TEXTE À LIRE -
Hier matin, le choc : un autre siège social qui s'en va. Puis, le constat, implacable : la vente de Rona était devenue inévitable. Voici trois raisons qui expliquent pourquoi.

LE MAGOT

D'abord, parlons du magot offert aux actionnaires, notamment à la Caisse de dépôt et placement du Québec. Depuis cinq ans, l'action de Rona est relativement stable en Bourse. Certes, il y a eu une remontée au printemps 2015, à environ 16 $ l'action, mais le titre a perdu des plumes, si bien qu'il s'échange à sa valeur typique des dernières années depuis quelque temps, soit 12 $.

Arrive l'offre du géant américain Lowe's : 24 $. Pardon ? Oui, oui, le double.

Pour la Caisse de dépôt, le profit espéré avoisine les 185 millions de dollars. Son rendement serait d'environ 66 % depuis 2012, beaucoup, beaucoup plus que ce que les épargnants peuvent obtenir avec un simple certificat de dépôt, par exemple.

La Caisse se gratte la tête. Comment conjuguer mes deux missions fondamentales dans ce contexte ? Dois-je favoriser le développement économique du Québec en gardant le contrôle de Rona ? Ou plutôt miser sur le rendement de mes déposants, soit les régimes de retraite des employés du secteur public et de la construction, entre autres ?

À 10 % ou même 30 % de rendement, la balance aurait probablement penché du côté de la première mission et l'offre aurait été refusée. La Caisse détenait d'ailleurs 17 % des actions de Rona pour dissuader tout acquéreur hostile. Et jusqu'en 2014, le tandem Caisse-Investissement Québec possédait même plus du quart des actions de Rona, selon un informateur fiable, une proportion probablement suffisante pour repousser un prédateur.

INFORMATIONS AFFICHÉES -
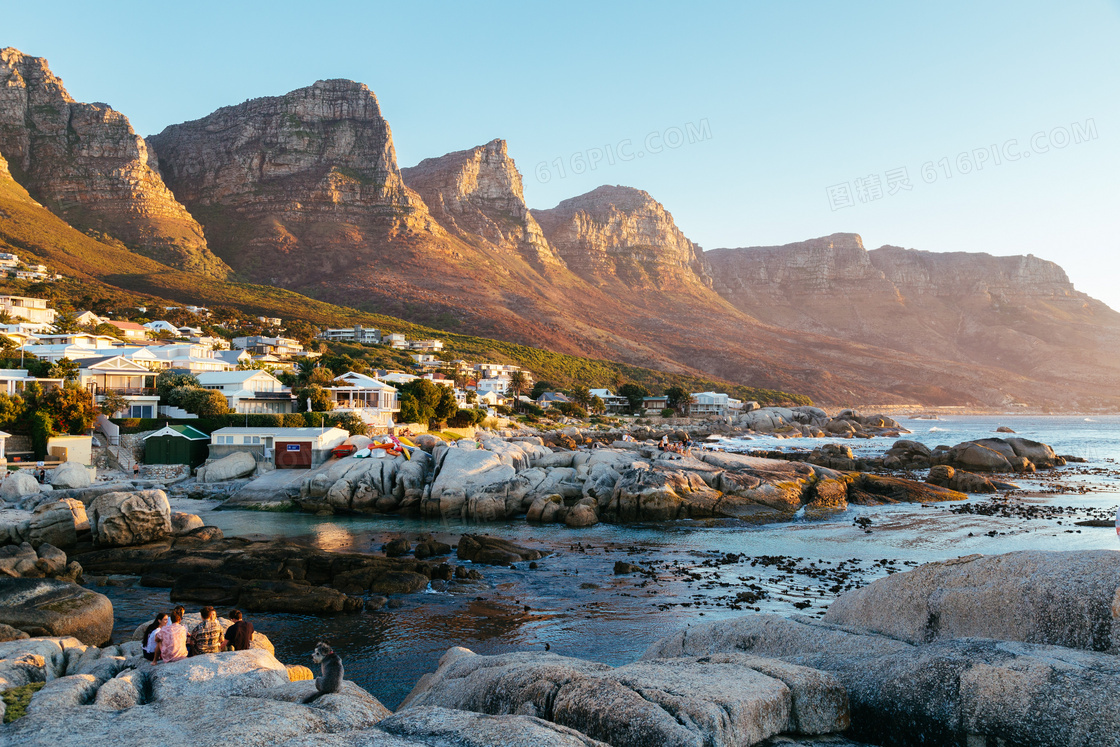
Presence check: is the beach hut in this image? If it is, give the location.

CONSIGNE 1 - D'après le texte sur la vente de Rona, quel prix par action le géant américain Lowe's a-t-il offert ?
CONSIGNE 2 - Extrayez du texte sur la vente de Rona tout ce qui va de « À 10 % ou même » jusqu'à « repousser un prédateur. ».
Le matériel n'a aucun rôle dans cet exercice.

RÉSULTAT 1 - 24 $ l'action.

RÉSULTAT 2 -
À 10 % ou même 30 % de rendement, la balance aurait probablement penché du côté de la première mission et l'offre aurait été refusée. La Caisse détenait d'ailleurs 17 % des actions de Rona pour dissuader tout acquéreur hostile. Et jusqu'en 2014, le tandem Caisse-Investissement Québec possédait même plus du quart des actions de Rona, selon un informateur fiable, une proportion probablement suffisante pour repousser un prédateur.